Consignes |
1. Renvoyez, s'il vous plaît, le passage du texte sur le budget qui va de « Même s’il redonne » jusqu'à « cesse sa croissance. » inclus, sans rien y changer.
2. Relevez chacun des pourcentages distincts mentionnés dans le texte sur le budget, dans leur ordre d'apparition.

Texte source |
Même s’il redonne au Parlement des marges de manœuvre dans la copie finale, le gouvernement a toutefois posé des lignes rouges ce mercredi au Sénat. « Concession ne veut pas dire déraison. Justice fiscale ne veut pas dire surenchère fiscale. Le compromis politique que nous atteindrons ne fera pas de lui-même disparaître notre dette. Je serai intraitable sur notre trajectoire budgétaire », a prévenu Roland Lescure. Comme son prédécesseur, le ministre veut que la cible d’un retour du déficit public à 3 % du PIB en 2029 soit tenue, seuil sous lequel la dette cesse sa croissance.

La cible d’un retour du déficit à 5,4 % en 2025 sera vraisemblablement tenue, selon les ministres, mais qu’en sera-t-il de l’effort à venir pour l’année prochaine ? Dans le prolongement de ses échanges avec les différentes familles politiques, le Premier ministre a fait savoir lors de sa déclaration de politique générale que « dans tous les cas de figure à la fin de la discussion budgétaire, ce déficit devra être à moins de 5 % du PIB », alors que le projet de loi fixe un objectif à 4,7 % du PIB. Sébastien Lecornu a réaffirmé cette exigence minimale de 5 % cet après-midi, devant l’hémicycle du Sénat.

Données brutes |
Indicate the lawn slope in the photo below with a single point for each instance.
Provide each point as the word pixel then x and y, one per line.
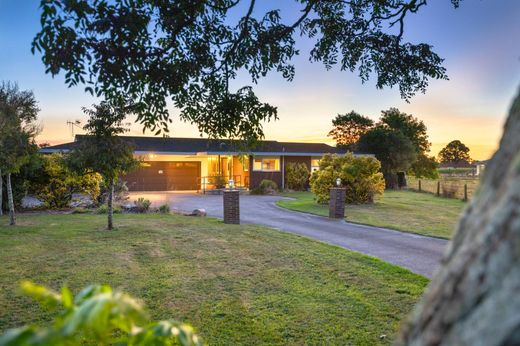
pixel 235 284
pixel 406 211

Les réponses |
1.
Même s’il redonne au Parlement des marges de manœuvre dans la copie finale, le gouvernement a toutefois posé des lignes rouges ce mercredi au Sénat. « Concession ne veut pas dire déraison. Justice fiscale ne veut pas dire surenchère fiscale. Le compromis politique que nous atteindrons ne fera pas de lui-même disparaître notre dette. Je serai intraitable sur notre trajectoire budgétaire », a prévenu Roland Lescure. Comme son prédécesseur, le ministre veut que la cible d’un retour du déficit public à 3 % du PIB en 2029 soit tenue, seuil sous lequel la dette cesse sa croissance.

2.
3 %
5,4 %
5 %
4,7 %